[Opening Extract to read section]
BY Kieran Adair
The board of Local Government Super has come under fire from City of Sydney and Leichhardt Councils after a decision to scrap its ban on nuclear investment.
The fund, which manages super contributions for local government employees across the state, adopted an ethical investment policy in 2000 that saw them withdraw investment in in a range of industries including tobacco, gambling and nuclear energy. This policy was revised late last year to include additional screens against high-carbon emitting industries, such as coal and oil sands, but re-allow investment in nuclear energy claiming they are “the only proven alternative to fossil fuels.”
This stance has been criticised by City of Sydney Greens councillor Irene Doutney, who cited the impact of recent nuclear disasters, such as the the Fukushima meltdown, when moving a motion condemning the policy change at last month’s Council meeting. “From 1955 to 2013 there have been at least 93 accidents in nuclear power plants across the world including in 2013 in Hanford, Washington State where deteriorating storage tanks leaked 1 million gallons of reactor by products into the Columbia River”, said Clr Doutney.
These sentiments were mirrored in the neighbouring Council of Leichhardt where Mayor and Greens representative Rochelle Porteous said she was surprised and disappointed by the policy change. “Nuclear technology has been demonstrated time after time to be incapable of properly managing risks, to be accident prone… and to be a security risk”, she told journalists, “as a Council, we oppose nuclear power and associated facilities, nuclear waste dumps and uranium mining in Australia.”
Both councils have voted to call on the Local Government Super to reverse its decision, noting that the new policy is in conflict with their existing ethical investment policies which still ban nuclear investment. Mayors Clover Moore and Rochelle Porteous have also written to the board asking them to revisit the decision.
However, this dissent was not unanimous. Liberal City of Sydney Councillors Christine Forster and Edward Madla voted to oppose Doutney’s motion. Councillor Forster told City Hub that she has “no objection to the Super fund’s decision,” and that she believes “nuclear energy is the only viable source of emissions-free baseload power in many places around the world” and therefore necessary in supporting a transition to a low carbon economy.
[Closing Extract to read section]
[Opening Material shown section]
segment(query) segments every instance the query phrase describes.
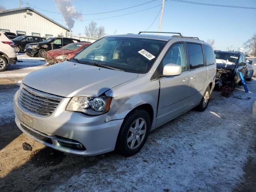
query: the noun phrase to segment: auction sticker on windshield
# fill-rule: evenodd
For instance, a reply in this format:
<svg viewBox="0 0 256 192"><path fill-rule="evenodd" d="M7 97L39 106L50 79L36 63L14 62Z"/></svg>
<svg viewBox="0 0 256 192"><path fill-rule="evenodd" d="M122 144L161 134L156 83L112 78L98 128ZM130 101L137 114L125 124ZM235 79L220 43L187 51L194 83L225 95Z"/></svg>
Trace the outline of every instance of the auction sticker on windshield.
<svg viewBox="0 0 256 192"><path fill-rule="evenodd" d="M138 51L138 52L140 54L142 55L148 60L151 60L156 57L152 54L149 53L144 49L142 49L140 51Z"/></svg>

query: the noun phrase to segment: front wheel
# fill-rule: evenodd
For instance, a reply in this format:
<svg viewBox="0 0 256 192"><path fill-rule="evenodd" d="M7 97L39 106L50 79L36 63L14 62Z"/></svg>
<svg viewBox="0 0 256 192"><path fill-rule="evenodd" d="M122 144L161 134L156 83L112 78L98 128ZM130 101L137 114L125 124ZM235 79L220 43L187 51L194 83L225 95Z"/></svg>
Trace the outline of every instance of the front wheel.
<svg viewBox="0 0 256 192"><path fill-rule="evenodd" d="M45 49L40 49L38 52L38 56L40 57L42 57L43 58L44 58L46 52L47 51Z"/></svg>
<svg viewBox="0 0 256 192"><path fill-rule="evenodd" d="M126 156L138 153L147 140L150 126L147 112L136 110L124 119L116 141L116 150Z"/></svg>
<svg viewBox="0 0 256 192"><path fill-rule="evenodd" d="M7 67L7 61L2 56L0 56L0 72L4 71Z"/></svg>
<svg viewBox="0 0 256 192"><path fill-rule="evenodd" d="M200 103L196 107L196 109L198 111L202 112L204 111L207 107L209 103L209 100L211 94L211 89L209 86L207 87L206 90L204 92L204 94L203 96Z"/></svg>

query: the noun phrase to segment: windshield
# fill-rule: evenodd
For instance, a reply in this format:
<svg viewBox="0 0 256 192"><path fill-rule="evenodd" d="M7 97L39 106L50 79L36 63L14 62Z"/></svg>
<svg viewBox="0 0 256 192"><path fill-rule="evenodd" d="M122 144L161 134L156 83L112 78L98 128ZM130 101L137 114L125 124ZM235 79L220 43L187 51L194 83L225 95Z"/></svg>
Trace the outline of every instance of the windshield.
<svg viewBox="0 0 256 192"><path fill-rule="evenodd" d="M82 46L83 45L82 44L79 44L75 43L70 43L70 44L68 44L67 45L65 45L61 48L63 49L65 49L66 50L70 50L70 51L74 51L74 50L76 50L78 48Z"/></svg>
<svg viewBox="0 0 256 192"><path fill-rule="evenodd" d="M214 53L216 59L228 60L228 61L235 63L238 58L238 55L227 53Z"/></svg>
<svg viewBox="0 0 256 192"><path fill-rule="evenodd" d="M13 40L20 41L22 39L23 39L25 37L26 37L25 36L19 36L18 37L17 37L16 38L14 38L14 39L13 39Z"/></svg>
<svg viewBox="0 0 256 192"><path fill-rule="evenodd" d="M82 63L96 62L127 72L146 73L166 42L142 38L105 37L74 58Z"/></svg>
<svg viewBox="0 0 256 192"><path fill-rule="evenodd" d="M54 38L48 38L45 40L44 40L43 41L41 41L40 42L47 43L49 42L50 41L51 41L52 40L53 40L54 39Z"/></svg>

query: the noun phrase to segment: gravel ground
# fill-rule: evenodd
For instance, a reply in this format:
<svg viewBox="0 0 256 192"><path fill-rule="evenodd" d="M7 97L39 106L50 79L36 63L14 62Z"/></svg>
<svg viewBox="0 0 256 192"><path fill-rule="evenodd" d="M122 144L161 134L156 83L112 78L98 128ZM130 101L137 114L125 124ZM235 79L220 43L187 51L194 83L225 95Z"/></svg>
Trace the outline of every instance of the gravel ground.
<svg viewBox="0 0 256 192"><path fill-rule="evenodd" d="M23 70L46 65L28 66L30 58L19 56L23 65L0 78L18 83ZM0 191L256 191L256 79L247 83L249 93L238 86L234 94L249 100L214 91L205 112L190 111L153 131L128 158L114 152L79 156L45 147L14 122L18 83L0 85ZM24 142L31 152L23 150Z"/></svg>

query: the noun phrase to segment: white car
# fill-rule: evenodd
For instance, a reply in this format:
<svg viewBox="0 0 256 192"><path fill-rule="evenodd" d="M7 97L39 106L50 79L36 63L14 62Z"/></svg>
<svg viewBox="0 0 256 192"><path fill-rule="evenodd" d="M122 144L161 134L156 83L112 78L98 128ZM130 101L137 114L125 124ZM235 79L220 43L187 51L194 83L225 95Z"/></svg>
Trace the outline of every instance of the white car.
<svg viewBox="0 0 256 192"><path fill-rule="evenodd" d="M246 79L250 80L252 77L255 77L256 75L256 59L252 57L246 57L246 60L249 64Z"/></svg>
<svg viewBox="0 0 256 192"><path fill-rule="evenodd" d="M0 72L4 71L8 64L15 64L17 54L14 44L5 32L0 31Z"/></svg>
[Closing Material shown section]
● **What you should do**
Write the next part of the article on the Local Government Super nuclear investment dispute, following on from its final sentence.

● **Task output**
Local Government Super has also stated that the change in policy is due to environmental concerns. “Climate change is an unarguable scientific reality and one which poses a very real investment risk”, Peter Lamber, the fund’s Chief Executive Officer said, “while the use of renewable energy will increase, it will not be able to meet all the energy needs around the world in a lower carbon future, so alternatives need to be considered.”
Corporate Watch Australia studied 16 ethical investment funds across Australia, and found a variety of approaches taken toward nuclear investment including caps, limits and bans, as well as one fund fund that was actively pro-nuclear.Determining the ethics of nuclear investment has always proven a difficult task.
Australian Ethical Super is one of two funds that has maintained a ban on nuclear investment, claiming that the high carbon emissions produced from mining uranium ore, and the safety threats posed by nuclear waste, negate the reduction in emissions from nuclear energy production.
Though the board of Local Government Super meets monthly, it’s unclear how long it will be before this issue is resolved.
Finding the balance between demands for higher ethical standards in super management, and navigating the realities of nuclear investment remain difficult tasks.